[TASK STATEMENT]: Copy out everything from the line with "Where can you find the bear's hind" down to the line with "point(652, 32)", swapping "Marked at" for "Found at" and leaving the rest untouched. Give back only those lines.

[RECORDS SHOWN]:
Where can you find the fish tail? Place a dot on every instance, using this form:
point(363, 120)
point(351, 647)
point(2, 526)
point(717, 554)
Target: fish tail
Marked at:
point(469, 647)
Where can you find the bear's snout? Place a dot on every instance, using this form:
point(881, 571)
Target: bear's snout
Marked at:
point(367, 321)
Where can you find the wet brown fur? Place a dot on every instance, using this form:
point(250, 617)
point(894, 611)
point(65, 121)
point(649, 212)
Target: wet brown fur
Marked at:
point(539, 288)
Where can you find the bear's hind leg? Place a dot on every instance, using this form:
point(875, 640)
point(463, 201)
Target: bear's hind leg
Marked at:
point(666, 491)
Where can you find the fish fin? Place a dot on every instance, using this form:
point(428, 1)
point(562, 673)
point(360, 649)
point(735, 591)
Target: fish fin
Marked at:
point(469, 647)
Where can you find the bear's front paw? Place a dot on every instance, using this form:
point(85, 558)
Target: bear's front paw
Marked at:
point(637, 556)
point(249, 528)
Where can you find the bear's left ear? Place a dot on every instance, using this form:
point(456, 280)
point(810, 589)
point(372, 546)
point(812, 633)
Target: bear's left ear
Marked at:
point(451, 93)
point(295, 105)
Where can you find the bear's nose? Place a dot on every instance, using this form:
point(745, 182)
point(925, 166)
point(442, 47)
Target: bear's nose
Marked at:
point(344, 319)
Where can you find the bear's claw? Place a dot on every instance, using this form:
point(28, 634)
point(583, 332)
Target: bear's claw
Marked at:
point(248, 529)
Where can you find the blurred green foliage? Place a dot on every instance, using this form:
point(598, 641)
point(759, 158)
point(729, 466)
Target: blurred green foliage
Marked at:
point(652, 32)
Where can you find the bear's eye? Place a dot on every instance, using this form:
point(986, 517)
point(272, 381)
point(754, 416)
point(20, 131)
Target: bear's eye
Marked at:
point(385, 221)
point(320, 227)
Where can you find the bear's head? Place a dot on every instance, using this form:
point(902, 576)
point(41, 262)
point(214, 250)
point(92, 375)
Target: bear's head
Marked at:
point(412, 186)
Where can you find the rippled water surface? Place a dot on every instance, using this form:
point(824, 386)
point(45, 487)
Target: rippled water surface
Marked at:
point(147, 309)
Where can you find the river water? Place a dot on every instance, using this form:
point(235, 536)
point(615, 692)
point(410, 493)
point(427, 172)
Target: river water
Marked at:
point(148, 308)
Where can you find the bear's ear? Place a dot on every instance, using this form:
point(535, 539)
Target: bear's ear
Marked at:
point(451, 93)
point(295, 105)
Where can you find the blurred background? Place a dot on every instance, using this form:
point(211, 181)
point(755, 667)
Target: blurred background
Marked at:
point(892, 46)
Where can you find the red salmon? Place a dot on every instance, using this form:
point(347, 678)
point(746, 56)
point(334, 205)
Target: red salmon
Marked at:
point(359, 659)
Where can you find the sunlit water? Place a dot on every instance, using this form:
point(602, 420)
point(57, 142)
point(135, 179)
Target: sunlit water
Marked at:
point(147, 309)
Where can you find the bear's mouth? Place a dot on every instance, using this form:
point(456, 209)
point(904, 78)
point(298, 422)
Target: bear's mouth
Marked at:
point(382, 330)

[FINAL ANSWER]:
Where can you find the bear's hind leg? Place a dot on every instance, using this form:
point(875, 640)
point(463, 201)
Target: bear's hind leg
Found at:
point(666, 491)
Where can you find the fish fin? Place a dot on every instance, using this form:
point(428, 1)
point(562, 673)
point(360, 649)
point(735, 591)
Target: fish fin
Found at:
point(469, 647)
Where can you find the bear's front paw? Place a dot on every instance, using this form:
point(85, 558)
Target: bear's front paw
Found at:
point(637, 556)
point(249, 528)
Where can you find the bear's left ear? Place a dot on every instance, using this form:
point(456, 280)
point(810, 589)
point(372, 546)
point(812, 633)
Target: bear's left ear
Found at:
point(451, 93)
point(295, 105)
Where can you find the bear's nose? Place a dot on every instance, using this form:
point(745, 182)
point(925, 166)
point(442, 47)
Target: bear's nose
Found at:
point(344, 319)
Where can you find the bear's claw? Place a dot on every instance, using this form:
point(28, 634)
point(583, 332)
Target: bear's claw
Found at:
point(248, 529)
Where can you find the blurred green foliage? Place a dot on every instance, using this form:
point(598, 641)
point(759, 158)
point(729, 466)
Target: blurred green foliage
Found at:
point(652, 32)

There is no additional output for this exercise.